Inspiré de la sculpture pastorale sur bois
La toile, avec ses variations et ses méandres colorés, trouve bien sûr sa place conventionnelle dans les tableaux comme ceux des «couples» ou de la «femme couchée» (voir ci-contre). Mais en observant de plus près d’autres œuvres, il devient évident qu’elle change aussi de statut sur un plan symbolique : elle se métamorphose en vagues de la mer (peut-être pour exprimer le flux et le reflux du temps.), en air/souffle du vent (fond), en terre (les sillons), jusqu’à devenir la toile de fond du tableau, comme la métaphore du cadre de la vision de l’artiste, son rêve éveillé ou retrouvé, c’est-à-dire finalement le véritable sens du tableau, sa raison d’être. L’artiste nous donne à voir la chose, certes, mais aussi son propre regard.
 «[...] Dans la peinture (pourrait-on dire dans l’écriture de la vie ?), on ne trouve nulle part ce qu’on pourrait qualifier de « mineur ». La profondeur de la vie.» Péris Iérémiadis 
(Journal intime, 10-5-2006)
Le tableau ci-contre (le bouquet gris) illustre selon nous cet aspect, en présentant un «arbre de vie» (thème traditionnel des fleurs plongées dans une bouilloire remplie d’eau, source de vie). Évocation probable du temps qui gouverne nos vies, de l’interaction complexe entre la destinée et la volonté humaine : où chaque fil, même insignifiant, s’inscrit dans une toile plus grande, façonnée par le temps et les forces universelles qui déterminent la durée et la fin ; où chaque instant, malgré nos choix et nos actions, est inséré dans un plan global, où chaque événement a une place et une signification dans l'ordre du cosmos. Et pourquoi pas également, pour le peintre, la nécessaire vie contemplative comme seule issue possible face au mystère et à l’incompréhensible qui structurent nos existences. La vie ? Ce tissage qui allie moments de liberté individuelle et contraintes imposées par le destin (le «cadre limité» du bouquet qui représente la vie individuelle) et un destin qui nous échappe (dynamisme des lignes obliques de la toile de fond qui sortent du champ, puisque nous n’en connaissons pas le bout, c’est-à-dire la fin, ce moment précis où le fil sera «coupé.»). Cette figure trouve son pendant dans un autre tableau avec le tissu en damier qui rappelle le jeu d’échec. Tout se passe comme si le peintre révélait la structure de tout ce qui l’entoure, cernait ainsi son véritable sujet, son idée fixe en quelque sorte, qu’il s’agisse d’un élément naturel, d’une plante, d’un œil, d’une main, d’un visage, d’une barque, d’un lit, d’un vase, d’une façade de colombier ou du plan d’un temple antique. L’art du tissage, au-delà de son aspect artisanal enchanteur, devient geste originel du créateur et symbole de présence. Il gouverne le regard de l’artiste, puis son crayon et son pinceau. Le tableau devient «tissage» du devenir et de l’éternité, équivalent du couple fils de chaînes/fils de trame en tissage.

**Consignes**
1. Indiquez si chacune des affirmations suivantes concorde avec le texte cité, en répondant par oui ou par non et en citant les mots décisifs du texte : (a) la toile peut se métamorphoser en vagues de la mer ; (b) dans le bouquet gris, les fleurs sont plongées dans un vase de cristal ; (c) le tissu en damier rappelle le jeu de cartes.
2. Relevez dans le texte cité toutes les formes en lesquelles, selon lui, la toile se métamorphose.

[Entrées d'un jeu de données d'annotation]

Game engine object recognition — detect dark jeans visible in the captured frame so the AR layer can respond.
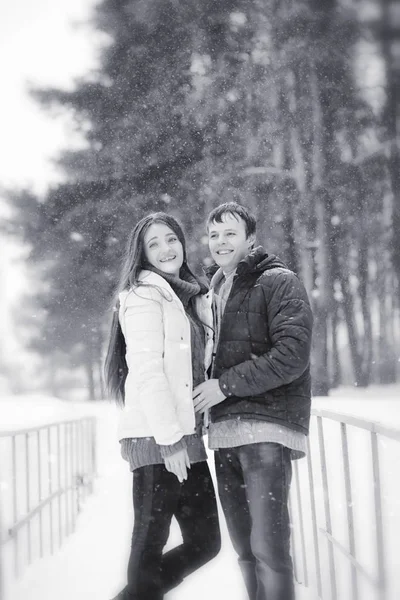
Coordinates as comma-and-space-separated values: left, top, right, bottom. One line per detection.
121, 462, 221, 600
215, 442, 294, 600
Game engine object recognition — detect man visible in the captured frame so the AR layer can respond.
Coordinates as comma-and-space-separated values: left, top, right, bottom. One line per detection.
193, 202, 312, 600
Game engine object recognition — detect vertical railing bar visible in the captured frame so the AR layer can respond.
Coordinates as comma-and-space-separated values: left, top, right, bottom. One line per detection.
47, 425, 54, 554
340, 423, 358, 600
90, 417, 97, 492
70, 422, 76, 531
56, 424, 63, 546
76, 421, 84, 513
288, 494, 301, 583
11, 434, 19, 577
317, 417, 337, 600
371, 432, 386, 600
307, 437, 323, 598
294, 460, 308, 587
64, 423, 70, 535
0, 440, 6, 600
37, 429, 43, 558
25, 433, 32, 565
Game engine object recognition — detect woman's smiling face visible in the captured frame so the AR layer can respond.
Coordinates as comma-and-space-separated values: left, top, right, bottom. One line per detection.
144, 223, 183, 275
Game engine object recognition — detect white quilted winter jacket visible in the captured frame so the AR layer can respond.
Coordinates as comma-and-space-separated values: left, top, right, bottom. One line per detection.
118, 271, 213, 445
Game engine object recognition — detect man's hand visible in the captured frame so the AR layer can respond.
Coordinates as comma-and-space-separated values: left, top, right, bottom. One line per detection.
193, 379, 226, 412
164, 448, 190, 483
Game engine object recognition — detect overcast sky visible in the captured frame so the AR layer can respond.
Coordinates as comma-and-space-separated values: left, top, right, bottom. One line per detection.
0, 0, 100, 196
0, 0, 98, 372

**Solutions**
1.
(a) Oui : « elle se métamorphose en vagues de la mer ».
(b) Non : « des fleurs plongées dans une bouilloire remplie d’eau ».
(c) Non : « le tissu en damier qui rappelle le jeu d’échec ».

2.
- les vagues de la mer
- l'air/souffle du vent
- la terre
- la toile de fond du tableau